DIRECTIONS
1. Using the biography of Leon de Kogel, explain why his playing career came to an end.
2. According to the biography of Leon de Kogel, which club paid to fly him back to the Netherlands after the accident?
3. Pick up the biography of Leon de Kogel after its final sentence and continue it.

Personal information
- Date of birth: 13 November 1991 (age 33)
- Place of birth: Alphen aan den Rijn, Netherlands
- Height: 1.94 m (6 ft 4 in)
- Position(s): Forward

Team information
- Current team: SV Houten (youth coach)

Youth career
- Utrecht

Senior career*
- Years: Team / Apps / (Gls)
- 2010–2015: Utrecht / 38 / (8)
- 2013–2014: → VVV-Venlo (loan) / 29 / (14)
- 2014–2015: → Almere City (loan) / 18 / (2)
- 2015–2018: Go Ahead Eagles / 68 / (27)
- 2018: Cornellà / 13 / (2)
- Total:  / 168 / (53)

= Leon de Kogel =

Dutch footballer (born 1991)

Leon de Kogel (born 13 November 1991) is a Dutch football coach and former professional player.

==Early and personal life==
De Kogel was born in Alphen aan den Rijn. By December 2018 he had two young children.

==Career==
De Kogel began his career with the youth team of FC Utrecht. He played senior football as a forward for FC Utrecht, VVV-Venlo, Almere City, Go Ahead Eagles and Cornellà, scoring 53 goals in 168 league appearances.

De Kogel's career ended following a serious car accident in Salini, Malta, on 11 June 2018. He was visiting the island on holiday with friends. De Kogel had to be cut out of the car he was travelling in by the fire service. He underwent hours of surgery, and doctors doubted that he would ever walk again, let alone play football. Four days after the accident his former club FC Utrecht paid for de Kogel to be flown back to the Netherlands, where he spent a further six weeks in hospital. Doctors suggested a prosthetic knee, although de Kogel was opposed to that.

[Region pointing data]
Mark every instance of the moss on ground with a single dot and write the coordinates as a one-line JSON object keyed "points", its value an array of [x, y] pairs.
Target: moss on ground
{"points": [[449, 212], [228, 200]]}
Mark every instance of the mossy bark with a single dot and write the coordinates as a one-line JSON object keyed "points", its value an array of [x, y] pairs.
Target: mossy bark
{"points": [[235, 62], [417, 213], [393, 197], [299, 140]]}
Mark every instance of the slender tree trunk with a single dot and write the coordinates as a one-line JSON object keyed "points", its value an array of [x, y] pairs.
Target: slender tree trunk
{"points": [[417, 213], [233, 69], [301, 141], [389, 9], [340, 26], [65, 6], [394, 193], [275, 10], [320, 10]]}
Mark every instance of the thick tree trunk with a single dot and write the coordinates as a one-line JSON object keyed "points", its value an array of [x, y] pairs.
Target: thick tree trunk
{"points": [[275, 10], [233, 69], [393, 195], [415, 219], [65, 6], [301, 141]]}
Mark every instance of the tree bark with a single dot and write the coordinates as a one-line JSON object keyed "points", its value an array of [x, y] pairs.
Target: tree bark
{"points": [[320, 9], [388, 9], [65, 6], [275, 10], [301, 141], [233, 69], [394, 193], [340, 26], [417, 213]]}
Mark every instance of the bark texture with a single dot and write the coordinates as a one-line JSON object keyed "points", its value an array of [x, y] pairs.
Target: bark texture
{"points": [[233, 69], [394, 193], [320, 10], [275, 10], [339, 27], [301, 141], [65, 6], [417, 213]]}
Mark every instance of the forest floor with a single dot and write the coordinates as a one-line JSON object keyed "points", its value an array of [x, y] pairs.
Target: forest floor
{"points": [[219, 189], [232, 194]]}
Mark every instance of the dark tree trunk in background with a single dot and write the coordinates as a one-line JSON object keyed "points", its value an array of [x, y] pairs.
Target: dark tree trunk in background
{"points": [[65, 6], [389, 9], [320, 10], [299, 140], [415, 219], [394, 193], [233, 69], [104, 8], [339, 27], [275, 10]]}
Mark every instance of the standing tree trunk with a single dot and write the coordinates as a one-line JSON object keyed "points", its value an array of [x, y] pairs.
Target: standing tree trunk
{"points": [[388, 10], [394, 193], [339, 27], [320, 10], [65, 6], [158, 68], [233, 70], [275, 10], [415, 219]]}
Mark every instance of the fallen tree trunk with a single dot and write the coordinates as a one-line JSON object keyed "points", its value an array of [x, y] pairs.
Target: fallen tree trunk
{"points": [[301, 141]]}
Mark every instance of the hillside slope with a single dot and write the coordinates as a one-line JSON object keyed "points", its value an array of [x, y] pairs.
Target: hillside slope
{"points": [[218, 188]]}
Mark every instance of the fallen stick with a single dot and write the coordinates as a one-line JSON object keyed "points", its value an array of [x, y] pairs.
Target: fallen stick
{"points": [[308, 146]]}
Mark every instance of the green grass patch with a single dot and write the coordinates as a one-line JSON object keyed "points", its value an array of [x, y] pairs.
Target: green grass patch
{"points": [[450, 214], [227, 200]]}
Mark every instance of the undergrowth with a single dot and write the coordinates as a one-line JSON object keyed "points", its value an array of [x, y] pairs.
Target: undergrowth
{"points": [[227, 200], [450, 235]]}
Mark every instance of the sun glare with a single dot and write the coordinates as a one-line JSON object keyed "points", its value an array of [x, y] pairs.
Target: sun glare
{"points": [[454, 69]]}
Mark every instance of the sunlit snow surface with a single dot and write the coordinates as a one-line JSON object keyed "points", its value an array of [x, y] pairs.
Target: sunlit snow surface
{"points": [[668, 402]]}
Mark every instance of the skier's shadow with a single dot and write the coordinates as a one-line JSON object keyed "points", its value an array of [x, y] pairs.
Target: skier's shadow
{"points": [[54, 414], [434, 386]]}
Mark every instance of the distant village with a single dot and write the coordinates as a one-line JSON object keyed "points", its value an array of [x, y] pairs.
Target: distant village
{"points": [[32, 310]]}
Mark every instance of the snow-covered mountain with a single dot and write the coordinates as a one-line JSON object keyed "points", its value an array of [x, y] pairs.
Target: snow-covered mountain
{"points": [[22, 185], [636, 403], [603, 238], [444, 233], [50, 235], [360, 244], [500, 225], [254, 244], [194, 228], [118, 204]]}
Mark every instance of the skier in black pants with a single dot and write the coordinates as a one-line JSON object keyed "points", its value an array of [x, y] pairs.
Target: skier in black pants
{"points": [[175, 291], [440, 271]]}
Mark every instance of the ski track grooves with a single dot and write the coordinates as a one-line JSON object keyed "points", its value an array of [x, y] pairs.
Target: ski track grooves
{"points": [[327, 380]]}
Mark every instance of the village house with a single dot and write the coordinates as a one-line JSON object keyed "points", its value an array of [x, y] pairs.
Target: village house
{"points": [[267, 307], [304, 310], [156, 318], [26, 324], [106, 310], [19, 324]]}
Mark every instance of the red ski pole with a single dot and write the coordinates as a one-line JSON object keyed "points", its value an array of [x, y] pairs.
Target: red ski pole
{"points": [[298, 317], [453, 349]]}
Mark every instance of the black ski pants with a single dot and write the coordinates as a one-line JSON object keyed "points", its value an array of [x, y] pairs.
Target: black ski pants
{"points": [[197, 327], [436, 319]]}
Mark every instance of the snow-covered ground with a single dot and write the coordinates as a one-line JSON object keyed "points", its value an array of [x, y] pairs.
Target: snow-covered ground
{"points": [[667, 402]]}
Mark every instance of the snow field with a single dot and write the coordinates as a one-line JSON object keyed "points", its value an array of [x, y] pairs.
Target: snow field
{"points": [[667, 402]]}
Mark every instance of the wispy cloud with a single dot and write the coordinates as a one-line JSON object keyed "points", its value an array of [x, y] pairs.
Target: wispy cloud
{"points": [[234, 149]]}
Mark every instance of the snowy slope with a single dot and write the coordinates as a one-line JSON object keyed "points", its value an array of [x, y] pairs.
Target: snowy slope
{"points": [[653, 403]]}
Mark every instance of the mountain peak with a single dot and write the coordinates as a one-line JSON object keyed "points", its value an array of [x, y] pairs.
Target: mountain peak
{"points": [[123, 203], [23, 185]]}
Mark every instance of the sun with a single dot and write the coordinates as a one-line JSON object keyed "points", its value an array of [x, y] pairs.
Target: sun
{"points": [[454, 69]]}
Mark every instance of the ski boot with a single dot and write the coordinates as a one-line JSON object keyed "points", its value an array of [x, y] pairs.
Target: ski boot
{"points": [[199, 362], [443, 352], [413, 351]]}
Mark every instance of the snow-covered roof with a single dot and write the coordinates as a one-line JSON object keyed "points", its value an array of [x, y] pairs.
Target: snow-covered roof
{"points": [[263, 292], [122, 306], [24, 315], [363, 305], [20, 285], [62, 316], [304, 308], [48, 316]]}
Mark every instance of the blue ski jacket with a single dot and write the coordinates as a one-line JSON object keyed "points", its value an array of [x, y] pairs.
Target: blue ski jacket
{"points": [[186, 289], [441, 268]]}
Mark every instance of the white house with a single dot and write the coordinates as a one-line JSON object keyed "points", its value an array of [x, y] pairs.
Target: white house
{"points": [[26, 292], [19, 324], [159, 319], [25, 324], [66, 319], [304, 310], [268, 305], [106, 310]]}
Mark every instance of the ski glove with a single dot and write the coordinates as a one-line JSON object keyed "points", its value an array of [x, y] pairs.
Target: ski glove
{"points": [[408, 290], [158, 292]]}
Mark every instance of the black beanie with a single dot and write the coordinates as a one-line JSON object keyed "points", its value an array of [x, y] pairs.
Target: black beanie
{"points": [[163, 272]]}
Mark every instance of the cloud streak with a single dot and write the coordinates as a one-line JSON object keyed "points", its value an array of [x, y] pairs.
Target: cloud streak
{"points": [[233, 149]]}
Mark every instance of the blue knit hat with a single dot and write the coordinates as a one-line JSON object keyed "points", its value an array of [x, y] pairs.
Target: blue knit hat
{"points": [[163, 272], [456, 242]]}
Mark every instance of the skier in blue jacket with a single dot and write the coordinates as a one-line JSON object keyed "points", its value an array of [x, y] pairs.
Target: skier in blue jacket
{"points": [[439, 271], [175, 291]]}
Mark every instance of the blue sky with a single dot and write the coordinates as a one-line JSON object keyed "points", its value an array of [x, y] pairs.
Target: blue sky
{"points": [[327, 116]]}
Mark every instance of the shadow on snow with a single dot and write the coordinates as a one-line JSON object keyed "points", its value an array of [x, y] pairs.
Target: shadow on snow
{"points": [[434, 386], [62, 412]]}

RESPONSES TO THE TASKS
1. His career ended after a serious car accident in Salini, Malta, on 11 June 2018. He had to be cut out of the car and underwent hours of surgery. Doctors doubted that he would ever walk again, let alone play football.

2. His former club, FC Utrecht, paid for him to be flown back.

3.
Following the accident his Spanish club Cornellà stopped paying his salary, and the insurance company of the taxi driver responsible for the accident did not make a payout. Settlement was reached with Cornellà in December 2018 following the intervention of both the Dutch and Spanish players' associations. However, de Kogel was still involved in legal proceedings related to the accident in March 2019.

Six months after the accident, de Kogel was still undergoing rehabilitation at a military centre in Doorn, from Monday to Friday every week. In December 2018 he was considering his future, whether in or outside of football. Later that month he returned to football as a youth coach at SV Houten. Eight months after the accident de Kogel was still walking with crutches.

Due to his financial difficulties, a FC Utrecht fan started a collection for de Kogel. There were donations from fans of numerous clubs, the sale of shirts and pennants, and a charity match between Jong FC Utrecht and Go Ahead Eagles, which de Kogel symbolically 'kicked off'. The total raised was just under €24,000, from donations, sales, and match proceeds. Professional footballer Hakim Ziyech later contributed.